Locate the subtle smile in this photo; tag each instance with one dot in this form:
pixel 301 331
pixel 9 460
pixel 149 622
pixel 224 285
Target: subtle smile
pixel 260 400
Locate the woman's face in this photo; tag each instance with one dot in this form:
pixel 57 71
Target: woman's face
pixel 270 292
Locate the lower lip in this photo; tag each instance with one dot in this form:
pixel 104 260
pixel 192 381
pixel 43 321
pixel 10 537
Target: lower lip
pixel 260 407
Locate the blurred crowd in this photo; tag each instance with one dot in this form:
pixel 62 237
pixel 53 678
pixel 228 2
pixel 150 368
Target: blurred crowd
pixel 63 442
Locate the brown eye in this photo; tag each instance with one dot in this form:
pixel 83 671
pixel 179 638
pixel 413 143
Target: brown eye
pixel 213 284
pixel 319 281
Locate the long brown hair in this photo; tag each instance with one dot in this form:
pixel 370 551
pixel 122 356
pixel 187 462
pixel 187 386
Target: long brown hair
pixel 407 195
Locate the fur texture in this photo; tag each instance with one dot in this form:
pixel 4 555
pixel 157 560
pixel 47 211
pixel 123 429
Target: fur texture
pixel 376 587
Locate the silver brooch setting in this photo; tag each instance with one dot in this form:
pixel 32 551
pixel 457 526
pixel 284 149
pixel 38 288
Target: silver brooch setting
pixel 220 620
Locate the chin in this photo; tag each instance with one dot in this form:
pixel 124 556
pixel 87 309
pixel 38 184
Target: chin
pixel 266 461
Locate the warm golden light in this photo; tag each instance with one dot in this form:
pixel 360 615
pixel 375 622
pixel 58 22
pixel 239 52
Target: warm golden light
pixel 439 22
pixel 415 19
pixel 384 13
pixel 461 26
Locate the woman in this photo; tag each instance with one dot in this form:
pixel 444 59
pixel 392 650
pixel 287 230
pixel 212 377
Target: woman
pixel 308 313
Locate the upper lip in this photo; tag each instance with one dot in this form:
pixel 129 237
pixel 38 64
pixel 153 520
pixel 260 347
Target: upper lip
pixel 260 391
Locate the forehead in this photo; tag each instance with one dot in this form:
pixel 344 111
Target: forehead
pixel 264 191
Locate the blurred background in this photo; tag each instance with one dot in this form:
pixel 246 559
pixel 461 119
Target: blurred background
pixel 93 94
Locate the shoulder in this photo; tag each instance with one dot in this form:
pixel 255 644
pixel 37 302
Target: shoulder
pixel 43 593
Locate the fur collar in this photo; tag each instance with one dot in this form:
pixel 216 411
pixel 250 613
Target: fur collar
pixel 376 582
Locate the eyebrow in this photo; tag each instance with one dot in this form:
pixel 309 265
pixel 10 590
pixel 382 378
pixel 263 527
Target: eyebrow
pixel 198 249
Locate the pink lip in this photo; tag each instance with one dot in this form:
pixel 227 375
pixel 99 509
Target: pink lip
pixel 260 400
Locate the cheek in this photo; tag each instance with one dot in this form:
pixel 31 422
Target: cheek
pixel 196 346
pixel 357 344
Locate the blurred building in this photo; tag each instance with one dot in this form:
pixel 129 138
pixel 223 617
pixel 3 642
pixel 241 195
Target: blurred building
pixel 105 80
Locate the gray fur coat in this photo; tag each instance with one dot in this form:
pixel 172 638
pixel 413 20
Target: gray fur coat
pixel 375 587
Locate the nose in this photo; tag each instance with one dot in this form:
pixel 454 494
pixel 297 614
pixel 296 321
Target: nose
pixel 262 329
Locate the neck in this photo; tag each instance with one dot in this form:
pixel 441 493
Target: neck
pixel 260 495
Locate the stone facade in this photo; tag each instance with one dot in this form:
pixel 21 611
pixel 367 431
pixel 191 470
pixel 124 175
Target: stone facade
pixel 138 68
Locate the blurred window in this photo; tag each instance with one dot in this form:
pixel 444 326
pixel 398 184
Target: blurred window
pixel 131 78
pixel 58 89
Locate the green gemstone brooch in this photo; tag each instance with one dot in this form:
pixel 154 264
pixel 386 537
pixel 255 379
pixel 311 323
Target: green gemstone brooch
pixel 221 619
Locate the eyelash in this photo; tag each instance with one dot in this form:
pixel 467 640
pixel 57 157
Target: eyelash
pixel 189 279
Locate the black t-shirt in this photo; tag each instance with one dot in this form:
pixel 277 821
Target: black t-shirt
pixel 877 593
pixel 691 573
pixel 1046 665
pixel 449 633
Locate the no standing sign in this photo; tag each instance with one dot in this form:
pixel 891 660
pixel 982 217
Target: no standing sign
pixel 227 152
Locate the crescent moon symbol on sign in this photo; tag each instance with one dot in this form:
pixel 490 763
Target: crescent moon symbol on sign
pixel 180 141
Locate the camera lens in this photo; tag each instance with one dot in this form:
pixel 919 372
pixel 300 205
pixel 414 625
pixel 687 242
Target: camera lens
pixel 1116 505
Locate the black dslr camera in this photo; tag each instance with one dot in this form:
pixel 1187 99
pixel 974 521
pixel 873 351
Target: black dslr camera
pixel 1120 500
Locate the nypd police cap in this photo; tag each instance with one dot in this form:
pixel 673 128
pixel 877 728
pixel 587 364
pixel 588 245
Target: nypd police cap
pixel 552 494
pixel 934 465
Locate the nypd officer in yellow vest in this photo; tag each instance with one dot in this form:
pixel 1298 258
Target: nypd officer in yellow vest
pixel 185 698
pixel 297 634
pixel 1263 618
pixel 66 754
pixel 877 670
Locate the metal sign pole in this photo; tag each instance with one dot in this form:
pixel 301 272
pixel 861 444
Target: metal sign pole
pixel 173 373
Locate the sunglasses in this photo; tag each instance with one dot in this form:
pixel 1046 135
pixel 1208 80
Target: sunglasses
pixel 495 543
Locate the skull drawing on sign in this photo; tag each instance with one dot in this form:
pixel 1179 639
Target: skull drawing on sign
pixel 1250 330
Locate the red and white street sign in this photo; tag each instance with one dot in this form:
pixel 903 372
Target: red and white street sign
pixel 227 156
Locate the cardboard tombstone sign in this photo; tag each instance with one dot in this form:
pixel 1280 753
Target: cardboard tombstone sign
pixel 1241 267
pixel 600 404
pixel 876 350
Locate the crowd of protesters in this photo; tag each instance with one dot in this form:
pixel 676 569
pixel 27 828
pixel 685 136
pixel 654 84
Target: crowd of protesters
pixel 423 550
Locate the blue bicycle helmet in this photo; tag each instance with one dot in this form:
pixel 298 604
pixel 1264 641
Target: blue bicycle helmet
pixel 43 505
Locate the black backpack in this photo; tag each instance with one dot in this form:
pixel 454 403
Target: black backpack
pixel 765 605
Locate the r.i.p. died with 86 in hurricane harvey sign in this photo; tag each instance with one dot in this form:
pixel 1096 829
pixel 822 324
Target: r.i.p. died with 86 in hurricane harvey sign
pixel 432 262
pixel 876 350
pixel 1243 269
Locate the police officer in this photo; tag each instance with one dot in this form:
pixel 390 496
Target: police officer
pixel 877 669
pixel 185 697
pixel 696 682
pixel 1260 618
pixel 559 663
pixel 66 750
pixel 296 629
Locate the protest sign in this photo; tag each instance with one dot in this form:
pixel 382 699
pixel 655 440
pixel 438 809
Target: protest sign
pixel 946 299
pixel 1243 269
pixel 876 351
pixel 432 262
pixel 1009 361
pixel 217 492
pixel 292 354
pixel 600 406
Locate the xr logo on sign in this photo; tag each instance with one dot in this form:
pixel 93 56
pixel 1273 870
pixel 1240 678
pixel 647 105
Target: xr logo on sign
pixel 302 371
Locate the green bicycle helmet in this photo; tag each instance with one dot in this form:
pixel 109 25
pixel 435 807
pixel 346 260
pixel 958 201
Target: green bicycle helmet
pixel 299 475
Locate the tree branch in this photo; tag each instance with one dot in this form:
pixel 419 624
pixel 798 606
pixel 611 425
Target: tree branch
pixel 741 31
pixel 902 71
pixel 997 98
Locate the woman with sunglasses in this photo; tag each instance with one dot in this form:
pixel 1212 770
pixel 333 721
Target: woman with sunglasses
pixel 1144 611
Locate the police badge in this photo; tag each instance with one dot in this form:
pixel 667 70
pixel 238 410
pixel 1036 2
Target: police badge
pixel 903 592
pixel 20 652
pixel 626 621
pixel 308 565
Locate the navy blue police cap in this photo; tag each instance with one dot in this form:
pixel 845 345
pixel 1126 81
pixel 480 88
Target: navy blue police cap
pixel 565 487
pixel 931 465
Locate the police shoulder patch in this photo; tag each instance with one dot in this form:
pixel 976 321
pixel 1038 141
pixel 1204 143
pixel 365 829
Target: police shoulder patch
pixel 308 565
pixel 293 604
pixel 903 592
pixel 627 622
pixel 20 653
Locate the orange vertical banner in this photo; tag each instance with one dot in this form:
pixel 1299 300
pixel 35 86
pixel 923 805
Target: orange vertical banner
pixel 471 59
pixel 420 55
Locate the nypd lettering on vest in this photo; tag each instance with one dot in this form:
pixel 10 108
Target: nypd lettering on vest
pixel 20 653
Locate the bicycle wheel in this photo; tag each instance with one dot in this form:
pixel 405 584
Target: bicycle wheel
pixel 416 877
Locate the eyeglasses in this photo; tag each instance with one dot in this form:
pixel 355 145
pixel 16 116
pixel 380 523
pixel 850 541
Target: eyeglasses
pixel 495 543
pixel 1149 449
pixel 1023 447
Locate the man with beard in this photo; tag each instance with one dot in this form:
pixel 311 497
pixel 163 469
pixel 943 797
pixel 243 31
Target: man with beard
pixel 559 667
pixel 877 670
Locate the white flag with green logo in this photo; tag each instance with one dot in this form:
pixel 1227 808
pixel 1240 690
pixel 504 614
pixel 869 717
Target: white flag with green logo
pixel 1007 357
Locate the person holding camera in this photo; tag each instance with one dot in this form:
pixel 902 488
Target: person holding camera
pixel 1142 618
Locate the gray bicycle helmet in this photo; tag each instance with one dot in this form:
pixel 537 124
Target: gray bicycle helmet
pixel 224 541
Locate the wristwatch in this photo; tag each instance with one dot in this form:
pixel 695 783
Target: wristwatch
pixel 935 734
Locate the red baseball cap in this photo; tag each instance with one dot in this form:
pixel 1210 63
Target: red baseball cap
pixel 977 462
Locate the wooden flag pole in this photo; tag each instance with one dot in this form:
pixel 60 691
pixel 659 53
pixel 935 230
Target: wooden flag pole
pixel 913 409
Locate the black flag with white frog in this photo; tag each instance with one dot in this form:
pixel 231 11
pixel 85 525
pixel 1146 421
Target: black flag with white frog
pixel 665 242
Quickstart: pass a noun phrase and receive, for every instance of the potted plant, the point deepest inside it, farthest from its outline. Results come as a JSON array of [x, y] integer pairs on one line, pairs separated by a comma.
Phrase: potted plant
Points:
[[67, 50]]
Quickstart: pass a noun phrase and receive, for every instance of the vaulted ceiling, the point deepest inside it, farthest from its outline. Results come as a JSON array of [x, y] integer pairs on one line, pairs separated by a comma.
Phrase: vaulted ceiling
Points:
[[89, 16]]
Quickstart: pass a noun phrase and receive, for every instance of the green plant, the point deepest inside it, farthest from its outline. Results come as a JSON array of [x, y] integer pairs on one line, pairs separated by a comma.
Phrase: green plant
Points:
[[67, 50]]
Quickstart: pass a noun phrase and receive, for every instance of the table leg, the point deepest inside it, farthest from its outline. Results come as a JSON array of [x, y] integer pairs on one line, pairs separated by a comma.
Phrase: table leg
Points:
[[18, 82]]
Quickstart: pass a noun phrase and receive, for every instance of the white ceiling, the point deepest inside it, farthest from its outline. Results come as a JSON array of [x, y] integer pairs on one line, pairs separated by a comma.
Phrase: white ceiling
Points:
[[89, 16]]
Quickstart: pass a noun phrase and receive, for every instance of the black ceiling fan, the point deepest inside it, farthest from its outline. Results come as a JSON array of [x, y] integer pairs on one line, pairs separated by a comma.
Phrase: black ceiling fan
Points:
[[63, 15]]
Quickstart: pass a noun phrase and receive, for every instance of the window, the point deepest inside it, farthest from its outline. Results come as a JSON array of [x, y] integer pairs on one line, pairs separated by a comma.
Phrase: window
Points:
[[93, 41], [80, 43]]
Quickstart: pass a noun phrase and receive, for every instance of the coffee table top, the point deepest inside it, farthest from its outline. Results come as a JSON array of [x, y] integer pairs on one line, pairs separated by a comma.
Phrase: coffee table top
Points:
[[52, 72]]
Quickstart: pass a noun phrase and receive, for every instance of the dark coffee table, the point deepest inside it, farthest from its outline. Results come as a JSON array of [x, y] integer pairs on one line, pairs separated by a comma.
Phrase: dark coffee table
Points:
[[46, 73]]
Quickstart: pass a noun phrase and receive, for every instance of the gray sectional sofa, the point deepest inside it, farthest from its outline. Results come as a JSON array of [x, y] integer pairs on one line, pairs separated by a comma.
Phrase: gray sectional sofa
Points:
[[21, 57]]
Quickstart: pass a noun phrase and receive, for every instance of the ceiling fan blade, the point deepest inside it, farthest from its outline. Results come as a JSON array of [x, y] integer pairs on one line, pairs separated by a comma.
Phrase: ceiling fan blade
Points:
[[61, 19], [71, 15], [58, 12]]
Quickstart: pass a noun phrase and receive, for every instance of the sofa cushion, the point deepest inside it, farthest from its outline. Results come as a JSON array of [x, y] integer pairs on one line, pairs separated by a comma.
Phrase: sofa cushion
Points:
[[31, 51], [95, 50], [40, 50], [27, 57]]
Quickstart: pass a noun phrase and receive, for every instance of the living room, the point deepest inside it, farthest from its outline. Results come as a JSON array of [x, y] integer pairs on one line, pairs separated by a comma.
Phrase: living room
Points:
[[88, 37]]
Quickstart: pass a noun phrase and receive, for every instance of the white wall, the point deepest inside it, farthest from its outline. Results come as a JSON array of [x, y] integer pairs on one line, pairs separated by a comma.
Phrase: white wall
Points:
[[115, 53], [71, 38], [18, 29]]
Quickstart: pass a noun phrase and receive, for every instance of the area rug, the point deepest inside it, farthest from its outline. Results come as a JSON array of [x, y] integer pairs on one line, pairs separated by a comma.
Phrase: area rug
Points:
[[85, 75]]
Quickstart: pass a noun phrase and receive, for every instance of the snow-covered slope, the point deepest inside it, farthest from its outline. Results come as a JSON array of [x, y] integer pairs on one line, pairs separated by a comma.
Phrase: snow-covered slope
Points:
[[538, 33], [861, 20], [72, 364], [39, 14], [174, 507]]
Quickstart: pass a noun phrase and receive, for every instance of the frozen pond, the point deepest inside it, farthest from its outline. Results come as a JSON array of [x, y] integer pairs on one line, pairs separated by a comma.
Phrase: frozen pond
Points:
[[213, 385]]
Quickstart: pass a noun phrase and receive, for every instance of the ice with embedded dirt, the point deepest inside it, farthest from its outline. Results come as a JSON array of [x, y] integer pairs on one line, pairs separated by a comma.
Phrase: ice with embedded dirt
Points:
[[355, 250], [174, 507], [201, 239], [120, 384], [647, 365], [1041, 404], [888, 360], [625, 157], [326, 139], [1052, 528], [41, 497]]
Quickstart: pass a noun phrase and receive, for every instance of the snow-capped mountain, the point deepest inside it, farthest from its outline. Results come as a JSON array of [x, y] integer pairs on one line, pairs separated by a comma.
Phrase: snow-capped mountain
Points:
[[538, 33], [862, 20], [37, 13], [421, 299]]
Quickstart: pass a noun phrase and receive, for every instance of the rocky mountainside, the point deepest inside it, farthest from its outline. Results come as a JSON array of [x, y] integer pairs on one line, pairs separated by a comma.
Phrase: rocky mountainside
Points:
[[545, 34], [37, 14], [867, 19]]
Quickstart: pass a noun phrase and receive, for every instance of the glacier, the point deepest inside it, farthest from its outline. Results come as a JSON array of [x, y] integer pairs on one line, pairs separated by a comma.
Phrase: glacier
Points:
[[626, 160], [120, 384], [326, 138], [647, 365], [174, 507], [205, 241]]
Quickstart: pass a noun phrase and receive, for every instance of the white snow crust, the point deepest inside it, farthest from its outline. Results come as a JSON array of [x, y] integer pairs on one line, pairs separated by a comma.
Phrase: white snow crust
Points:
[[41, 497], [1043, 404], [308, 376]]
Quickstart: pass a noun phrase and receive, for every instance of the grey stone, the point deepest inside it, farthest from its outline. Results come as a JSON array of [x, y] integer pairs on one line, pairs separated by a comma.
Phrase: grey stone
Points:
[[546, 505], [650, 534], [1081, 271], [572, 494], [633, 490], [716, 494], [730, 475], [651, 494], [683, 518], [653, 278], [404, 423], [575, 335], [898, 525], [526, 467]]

◆ ◆ ◆ ◆ ◆ ◆ ◆

Stated problem: Copy the records word for word from their first line through the line that contains "pixel 266 461", including both of those lines.

Written response:
Locate the subtle smile in this photo; tag each instance with one dot in this form:
pixel 301 331
pixel 9 460
pixel 149 622
pixel 224 285
Target: subtle smile
pixel 260 400
Locate the woman's face in this photo; tag each instance with one dot in this form:
pixel 57 71
Target: woman's face
pixel 270 292
Locate the lower lip in this photo; tag each instance with one dot in this form:
pixel 104 260
pixel 192 381
pixel 43 321
pixel 10 537
Target: lower lip
pixel 260 407
Locate the blurred crowd in this photo; tag each instance with one dot in this form:
pixel 62 237
pixel 53 678
pixel 228 2
pixel 150 368
Target: blurred crowd
pixel 63 442
Locate the brown eye in this photo; tag each instance with one dot in this form:
pixel 83 671
pixel 179 638
pixel 413 143
Target: brown eye
pixel 213 284
pixel 319 281
Locate the long brown hair in this photo; tag each instance with one dot in this form:
pixel 370 551
pixel 122 356
pixel 187 462
pixel 187 386
Target: long brown hair
pixel 407 195
Locate the fur texture in this photo; tag each instance with one dot in this form:
pixel 4 555
pixel 157 560
pixel 47 211
pixel 123 429
Target: fur texture
pixel 376 587
Locate the silver brooch setting in this photo; tag each instance with one dot in this form:
pixel 32 551
pixel 457 526
pixel 284 149
pixel 38 288
Target: silver brooch setting
pixel 220 620
Locate the chin in this photo; tag each instance with one dot in this form:
pixel 124 556
pixel 87 309
pixel 38 184
Target: chin
pixel 266 461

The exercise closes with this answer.